Esta é a história da criação de círculos de mulheres numa era de mudanças climáticas. Este capítulo conta a história de cinco mulheres moçambicanas que, preocupadas com a gestão de resíduos sólidos, juntaram-se para desafiar estereótipos de género e contribuir para a sustentabilidade do ambiente e da sociedade.
Não é dado novo que o combate às mudanças climáticas e iniciativas ligadas à gestão dos resíduos sólidos desempenham um papel fundamental na promoção do desenvolvimento sustentável e na melhoria da qualidade de vida da população de qualquer país. Mas é particularmente interessante constatar que esta actividade é realizada maioritariamente por homens, sendo, em muitos casos, um trabalho marginalizado.
Trata-se de um conjunto de tarefas que exige mais do que força física, e a participação das mulheres é um exemplo de como a diversidade de género enriquece o sector e ajuda a enfrentar os desafios ambientais. O seu envolvimento também impulsiona a inclusão social e económica, criando um impacto positivo nas comunidades e no ambiente.
Sustentabilidade reflectida na igualdade
A Gaia Consulting, uma empresa especializada em economia verde, economia azul e sustentabilidade, adopta uma abordagem única. Para além do seu foco em consultoria nessas áreas, a empresa promove iniciativas de impacto social e ambiental com foco em questões de género. Em 2023, desenvolveu a primeira iniciativa climática que abrange as áreas de economia azul, energias renováveis e economia circular, criando um círculo de mulheres. Esta ação não só identifica oportunidades e sinergias, mas também inspira inovações para o sucesso destas mulheres e o avanço no desenvolvimento sustentável do País.

(Entradas de dados recolhidas)
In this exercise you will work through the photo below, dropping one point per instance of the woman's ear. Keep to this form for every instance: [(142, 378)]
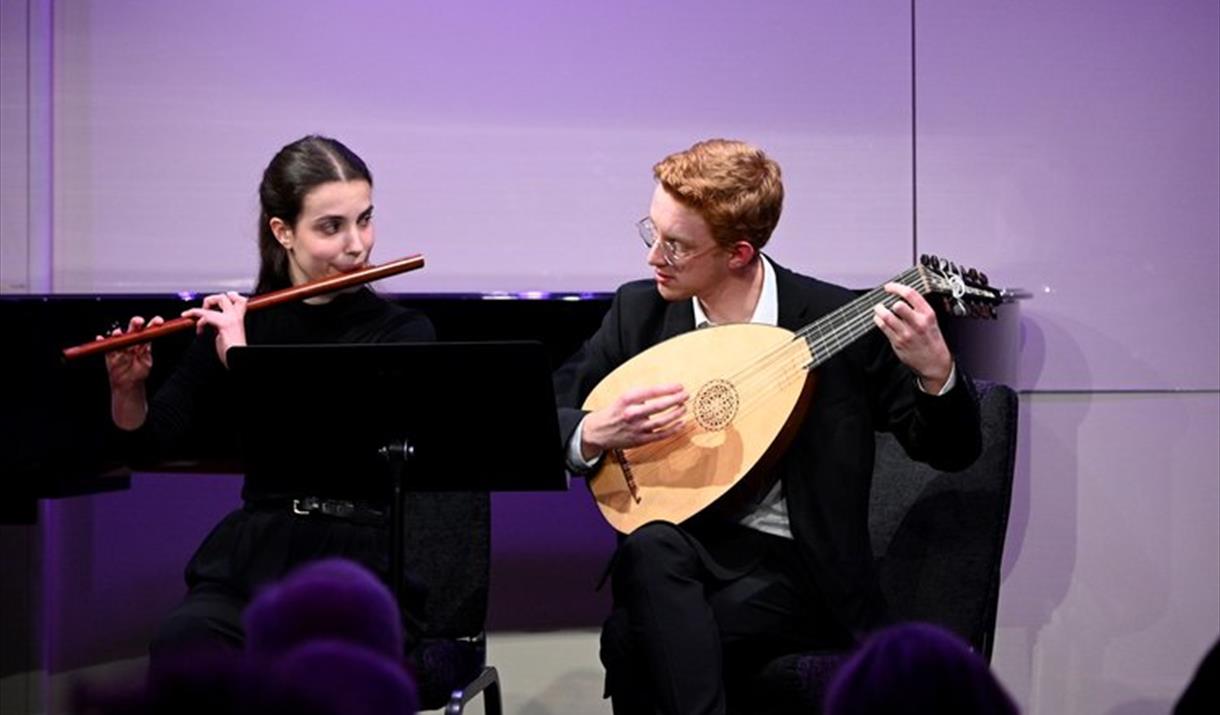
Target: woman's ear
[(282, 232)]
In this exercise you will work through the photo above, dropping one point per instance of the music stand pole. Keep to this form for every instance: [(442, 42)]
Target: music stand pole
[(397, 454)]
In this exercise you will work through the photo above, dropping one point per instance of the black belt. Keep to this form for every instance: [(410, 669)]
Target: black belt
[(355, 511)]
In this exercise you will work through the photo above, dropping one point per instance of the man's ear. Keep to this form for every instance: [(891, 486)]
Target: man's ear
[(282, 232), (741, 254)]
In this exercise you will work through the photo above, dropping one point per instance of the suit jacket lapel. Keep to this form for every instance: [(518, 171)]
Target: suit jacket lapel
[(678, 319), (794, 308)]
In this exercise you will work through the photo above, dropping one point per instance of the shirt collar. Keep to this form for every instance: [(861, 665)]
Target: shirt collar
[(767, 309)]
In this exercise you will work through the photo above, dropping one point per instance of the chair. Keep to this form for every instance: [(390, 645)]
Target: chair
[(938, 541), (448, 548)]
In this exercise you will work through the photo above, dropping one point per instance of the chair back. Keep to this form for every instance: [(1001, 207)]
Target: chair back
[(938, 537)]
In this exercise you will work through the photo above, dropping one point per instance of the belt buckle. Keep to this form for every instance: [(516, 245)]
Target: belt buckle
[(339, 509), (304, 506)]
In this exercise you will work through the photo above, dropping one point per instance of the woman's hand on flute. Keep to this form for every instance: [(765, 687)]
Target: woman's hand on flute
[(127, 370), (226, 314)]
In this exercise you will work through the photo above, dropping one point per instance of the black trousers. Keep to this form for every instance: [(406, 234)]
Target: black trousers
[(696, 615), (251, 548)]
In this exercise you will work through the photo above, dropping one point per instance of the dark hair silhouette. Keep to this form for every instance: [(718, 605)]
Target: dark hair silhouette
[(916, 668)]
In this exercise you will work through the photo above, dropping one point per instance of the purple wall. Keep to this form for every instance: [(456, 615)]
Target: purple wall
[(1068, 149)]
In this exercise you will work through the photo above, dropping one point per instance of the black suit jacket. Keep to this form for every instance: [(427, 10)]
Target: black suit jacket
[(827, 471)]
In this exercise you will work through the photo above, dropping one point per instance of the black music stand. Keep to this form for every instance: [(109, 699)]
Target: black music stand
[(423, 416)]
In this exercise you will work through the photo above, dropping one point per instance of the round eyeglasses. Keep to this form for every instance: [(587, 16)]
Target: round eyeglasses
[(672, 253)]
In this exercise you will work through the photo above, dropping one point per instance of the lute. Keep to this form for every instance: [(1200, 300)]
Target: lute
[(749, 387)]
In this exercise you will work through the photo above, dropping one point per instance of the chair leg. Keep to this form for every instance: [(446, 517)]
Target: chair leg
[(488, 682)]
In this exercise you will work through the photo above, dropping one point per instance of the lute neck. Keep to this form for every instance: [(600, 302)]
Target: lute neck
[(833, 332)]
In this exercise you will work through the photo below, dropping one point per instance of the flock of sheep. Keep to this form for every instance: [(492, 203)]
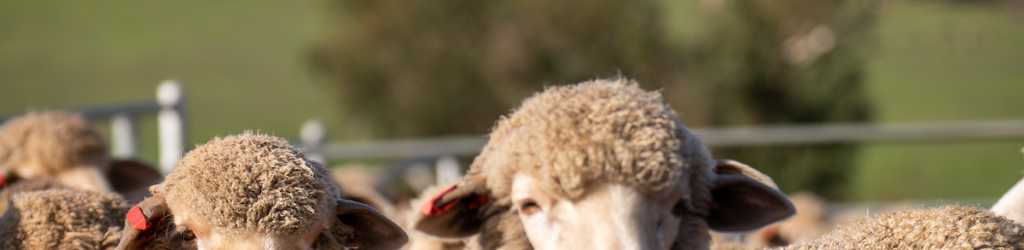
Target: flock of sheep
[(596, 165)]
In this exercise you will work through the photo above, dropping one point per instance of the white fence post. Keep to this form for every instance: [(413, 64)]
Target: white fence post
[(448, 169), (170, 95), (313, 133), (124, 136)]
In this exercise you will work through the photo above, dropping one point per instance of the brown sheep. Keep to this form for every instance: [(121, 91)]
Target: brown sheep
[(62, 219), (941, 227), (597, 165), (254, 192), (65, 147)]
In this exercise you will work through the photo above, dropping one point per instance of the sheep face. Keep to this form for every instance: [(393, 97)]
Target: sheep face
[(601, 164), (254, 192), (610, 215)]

...

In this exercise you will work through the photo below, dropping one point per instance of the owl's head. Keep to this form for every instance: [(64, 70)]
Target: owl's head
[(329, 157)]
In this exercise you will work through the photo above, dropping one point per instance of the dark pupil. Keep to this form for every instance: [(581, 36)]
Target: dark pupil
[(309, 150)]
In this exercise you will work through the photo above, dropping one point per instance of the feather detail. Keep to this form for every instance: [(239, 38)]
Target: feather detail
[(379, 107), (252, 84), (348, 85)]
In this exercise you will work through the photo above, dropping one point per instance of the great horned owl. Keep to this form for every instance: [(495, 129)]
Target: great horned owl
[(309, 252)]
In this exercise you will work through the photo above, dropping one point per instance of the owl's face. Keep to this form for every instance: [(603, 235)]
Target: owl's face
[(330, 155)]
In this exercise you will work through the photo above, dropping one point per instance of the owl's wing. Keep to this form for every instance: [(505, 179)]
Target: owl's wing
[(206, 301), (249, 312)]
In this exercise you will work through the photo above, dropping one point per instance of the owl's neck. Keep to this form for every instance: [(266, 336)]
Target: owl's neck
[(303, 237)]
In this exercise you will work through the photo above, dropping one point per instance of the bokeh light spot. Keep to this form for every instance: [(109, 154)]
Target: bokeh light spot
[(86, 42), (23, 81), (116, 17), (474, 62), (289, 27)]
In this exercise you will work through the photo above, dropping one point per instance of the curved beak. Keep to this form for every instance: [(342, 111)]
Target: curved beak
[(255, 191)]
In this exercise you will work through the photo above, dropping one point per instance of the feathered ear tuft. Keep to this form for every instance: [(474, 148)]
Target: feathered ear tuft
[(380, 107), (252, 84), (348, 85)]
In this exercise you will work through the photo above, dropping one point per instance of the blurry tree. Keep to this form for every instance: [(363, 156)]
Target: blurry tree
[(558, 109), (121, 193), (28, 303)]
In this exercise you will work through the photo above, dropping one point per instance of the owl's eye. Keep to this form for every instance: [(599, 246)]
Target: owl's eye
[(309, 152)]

* **Instrução**
Responda a estas perguntas sobre o excerto acerca dos círculos de mulheres:
1. Quantas mulheres moçambicanas são retratadas no capítulo?
2. Segundo o excerto, por quem é realizada maioritariamente a actividade de gestão de resíduos sólidos?
3. Em que ano a Gaia Consulting desenvolveu a primeira iniciativa climática?
Use apenas o excerto como fonte.

* **Resposta ao exercício**
1. O capítulo retrata cinco mulheres moçambicanas.
2. A actividade é realizada maioritariamente por homens.
3. A Gaia Consulting desenvolveu a primeira iniciativa climática em 2023.